▶ To do: If a line in the entries below includes "provide", show that line.

Collected data:
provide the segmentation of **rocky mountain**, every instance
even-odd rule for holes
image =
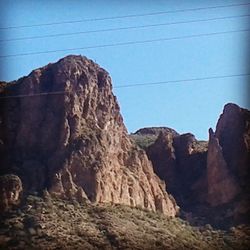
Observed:
[[[67,56],[0,92],[0,173],[20,177],[24,195],[46,189],[176,215],[175,200],[127,134],[109,74],[93,61]]]
[[[208,142],[128,135],[86,57],[0,82],[1,249],[249,249],[249,167],[250,111],[235,104]]]
[[[209,205],[228,207],[226,217],[250,222],[250,111],[225,105],[216,125],[209,130],[207,181]]]
[[[249,138],[250,111],[227,104],[208,143],[165,130],[146,152],[181,208],[225,226],[249,222]]]

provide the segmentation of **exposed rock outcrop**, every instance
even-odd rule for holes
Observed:
[[[20,203],[22,182],[16,175],[0,176],[0,212],[6,212]]]
[[[250,222],[250,111],[225,105],[215,134],[209,133],[208,202],[216,208],[226,204],[236,223]]]
[[[212,129],[209,129],[207,181],[207,201],[211,206],[228,203],[240,192],[237,182],[229,172],[219,140]]]
[[[199,142],[194,135],[161,132],[154,144],[146,150],[154,171],[167,183],[182,208],[206,200],[207,143]],[[203,191],[204,191],[203,189]]]
[[[175,216],[178,208],[143,150],[131,143],[109,74],[68,56],[3,88],[1,172],[26,192],[141,206]],[[3,166],[3,167],[2,167]]]
[[[215,136],[228,169],[245,186],[250,177],[250,111],[232,103],[225,105]]]
[[[214,225],[249,221],[250,111],[225,105],[208,145],[166,132],[146,151],[181,208]]]

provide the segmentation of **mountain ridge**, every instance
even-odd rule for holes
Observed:
[[[0,247],[248,249],[250,111],[225,105],[208,142],[129,135],[108,72],[74,55],[0,103]]]
[[[175,216],[174,199],[131,143],[111,78],[99,65],[67,56],[5,86],[1,96],[11,95],[21,97],[1,99],[1,172],[18,175],[24,192],[47,189]]]

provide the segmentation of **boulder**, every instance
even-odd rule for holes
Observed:
[[[22,182],[13,174],[0,176],[0,211],[6,212],[20,203]]]

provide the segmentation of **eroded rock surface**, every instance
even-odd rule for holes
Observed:
[[[208,202],[218,208],[226,204],[228,217],[249,223],[250,111],[232,103],[225,105],[215,134],[209,132]]]
[[[26,192],[141,206],[174,216],[175,201],[143,150],[131,143],[109,74],[67,56],[3,87],[1,172]],[[27,96],[28,95],[28,96]]]
[[[250,177],[250,111],[225,105],[215,131],[229,170],[245,186]]]
[[[240,192],[240,188],[230,174],[222,147],[212,129],[209,129],[209,144],[207,154],[207,201],[211,206],[218,206],[232,201]]]
[[[161,132],[146,151],[154,171],[182,208],[206,200],[206,142],[197,141],[190,133],[169,130]]]
[[[6,212],[20,203],[22,182],[16,175],[0,176],[0,212]]]
[[[169,130],[146,151],[181,208],[214,225],[249,222],[250,111],[225,105],[208,144]]]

▶ Output below:
provide the segmentation of **rocky mountain**, every instance
provide the segmentation of **exposed rock outcrop**, every instance
provide the segmentation of **mountain ridge**, every instance
provide the segmentation of **boulder**, every instance
provide the segmentation of **eroded rock surface**, every instance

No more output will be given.